● Work to complete:
Retype exactly the lines that run from the line with "For the site audit, find each instance of the blurred green" to the final line of the entries, keeping both ends and nothing else.

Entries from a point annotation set
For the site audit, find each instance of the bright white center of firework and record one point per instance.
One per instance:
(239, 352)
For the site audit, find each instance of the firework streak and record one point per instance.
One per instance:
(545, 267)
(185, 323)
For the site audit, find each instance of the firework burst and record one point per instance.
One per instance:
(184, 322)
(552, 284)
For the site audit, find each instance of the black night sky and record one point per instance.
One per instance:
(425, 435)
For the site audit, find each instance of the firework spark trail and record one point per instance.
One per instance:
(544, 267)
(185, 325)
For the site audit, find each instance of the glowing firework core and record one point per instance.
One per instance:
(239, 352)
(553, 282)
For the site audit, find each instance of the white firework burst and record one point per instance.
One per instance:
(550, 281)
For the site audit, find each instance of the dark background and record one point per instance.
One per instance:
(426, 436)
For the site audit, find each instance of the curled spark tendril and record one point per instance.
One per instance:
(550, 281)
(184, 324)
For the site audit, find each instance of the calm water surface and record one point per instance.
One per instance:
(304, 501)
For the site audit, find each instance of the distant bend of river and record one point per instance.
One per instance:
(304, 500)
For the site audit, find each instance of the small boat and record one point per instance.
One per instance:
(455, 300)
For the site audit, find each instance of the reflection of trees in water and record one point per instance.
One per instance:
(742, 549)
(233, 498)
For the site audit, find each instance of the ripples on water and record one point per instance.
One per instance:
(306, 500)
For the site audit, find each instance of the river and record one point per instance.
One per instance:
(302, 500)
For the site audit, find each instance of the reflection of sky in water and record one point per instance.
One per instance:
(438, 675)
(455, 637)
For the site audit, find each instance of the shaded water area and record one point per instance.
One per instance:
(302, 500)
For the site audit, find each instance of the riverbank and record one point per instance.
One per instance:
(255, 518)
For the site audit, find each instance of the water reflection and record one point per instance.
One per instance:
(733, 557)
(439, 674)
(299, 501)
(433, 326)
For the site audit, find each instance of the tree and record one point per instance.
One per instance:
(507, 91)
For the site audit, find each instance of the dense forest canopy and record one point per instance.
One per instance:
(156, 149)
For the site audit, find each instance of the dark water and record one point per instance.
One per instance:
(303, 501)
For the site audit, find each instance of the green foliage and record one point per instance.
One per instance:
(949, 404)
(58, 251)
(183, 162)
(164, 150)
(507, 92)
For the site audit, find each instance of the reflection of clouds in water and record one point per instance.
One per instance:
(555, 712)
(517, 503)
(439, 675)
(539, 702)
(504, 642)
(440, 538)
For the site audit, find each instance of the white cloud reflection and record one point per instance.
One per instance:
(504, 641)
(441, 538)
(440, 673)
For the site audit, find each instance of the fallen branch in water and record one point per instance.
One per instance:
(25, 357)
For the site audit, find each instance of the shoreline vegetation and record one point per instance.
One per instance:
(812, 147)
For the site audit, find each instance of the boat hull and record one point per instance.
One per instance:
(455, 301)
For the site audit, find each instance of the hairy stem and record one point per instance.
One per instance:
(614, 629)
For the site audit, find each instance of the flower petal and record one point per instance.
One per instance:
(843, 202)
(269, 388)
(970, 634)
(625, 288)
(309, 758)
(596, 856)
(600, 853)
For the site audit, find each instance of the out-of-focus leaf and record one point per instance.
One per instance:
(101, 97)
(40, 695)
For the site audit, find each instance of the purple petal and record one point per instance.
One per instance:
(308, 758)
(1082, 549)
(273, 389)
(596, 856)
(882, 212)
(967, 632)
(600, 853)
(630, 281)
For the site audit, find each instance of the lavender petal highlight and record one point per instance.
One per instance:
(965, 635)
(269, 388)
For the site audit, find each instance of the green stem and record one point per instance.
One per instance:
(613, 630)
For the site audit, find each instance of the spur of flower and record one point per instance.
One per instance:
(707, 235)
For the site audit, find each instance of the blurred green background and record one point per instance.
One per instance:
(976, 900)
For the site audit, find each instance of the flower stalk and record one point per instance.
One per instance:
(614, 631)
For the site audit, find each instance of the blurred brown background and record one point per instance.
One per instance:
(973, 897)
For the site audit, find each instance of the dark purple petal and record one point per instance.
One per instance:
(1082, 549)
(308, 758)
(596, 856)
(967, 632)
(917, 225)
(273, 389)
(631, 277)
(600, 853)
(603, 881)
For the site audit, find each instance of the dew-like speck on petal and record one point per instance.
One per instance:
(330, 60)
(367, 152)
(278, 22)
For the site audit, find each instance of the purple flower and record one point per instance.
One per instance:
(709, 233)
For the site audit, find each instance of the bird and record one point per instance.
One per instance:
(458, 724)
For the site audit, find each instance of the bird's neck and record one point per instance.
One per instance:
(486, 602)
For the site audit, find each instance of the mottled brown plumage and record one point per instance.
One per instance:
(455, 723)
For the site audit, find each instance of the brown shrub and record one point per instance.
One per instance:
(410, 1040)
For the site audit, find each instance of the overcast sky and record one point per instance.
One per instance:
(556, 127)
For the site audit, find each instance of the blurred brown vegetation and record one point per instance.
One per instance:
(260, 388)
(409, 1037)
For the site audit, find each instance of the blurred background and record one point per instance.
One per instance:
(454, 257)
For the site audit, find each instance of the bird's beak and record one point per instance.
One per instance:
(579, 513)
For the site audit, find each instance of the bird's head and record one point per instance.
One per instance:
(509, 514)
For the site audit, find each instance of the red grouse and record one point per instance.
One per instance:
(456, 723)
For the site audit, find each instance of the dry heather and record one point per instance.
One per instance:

● Task result:
For the site audit, find each instance of the blurred green background and record one point per instance.
One per instance:
(976, 900)
For the site audit, find each instance of the flower stalk and record one point per instance.
One per instance:
(614, 631)
For the site audit, find each instance of the blurred brown background and record one point per instance.
One per instance:
(973, 897)
For the site audit, find each instance of the dark purple petal and record one point per instance.
One per instance:
(1082, 549)
(308, 758)
(596, 856)
(967, 632)
(917, 225)
(273, 389)
(631, 277)
(600, 853)
(603, 881)
For the site audit, find each instance of the dew-like speck on petal and record one point per instance.
One per instance:
(330, 60)
(367, 152)
(278, 22)
For the site audit, find each instance of the purple flower and record one point per instance.
One per instance:
(709, 233)
For the site audit, find each instance of the bird and record one point per instance.
One per instance:
(458, 724)
For the site audit, find each instance of the bird's neck and record one point per instance.
One per instance:
(486, 602)
For the site audit, find each instance of the mottled brown plumage and record one point per instance.
One per instance:
(455, 723)
For the site audit, find each instance of the brown shrub and record one point per instance.
One per instance:
(410, 1040)
For the site audit, find each instance of the overcast sky and record one point per instance.
One per instance:
(556, 127)
For the site audit, find each instance of the blurred brown vegetation and record one point per instance.
One per instance:
(260, 388)
(409, 1037)
For the site audit, find each instance of the blurred background and record one point per instance.
One per instance:
(454, 257)
For the site audit, find each instance of the bird's beak and record one point per instance.
One per instance:
(579, 513)
For the site audit, find each instance of the bird's head and record one point per instance.
One per instance:
(509, 514)
For the site audit, find each instance of the red grouse and record one point per instance.
One per instance:
(456, 723)
For the site audit, find each instance of the dry heather and record one point per instance.
One per instance:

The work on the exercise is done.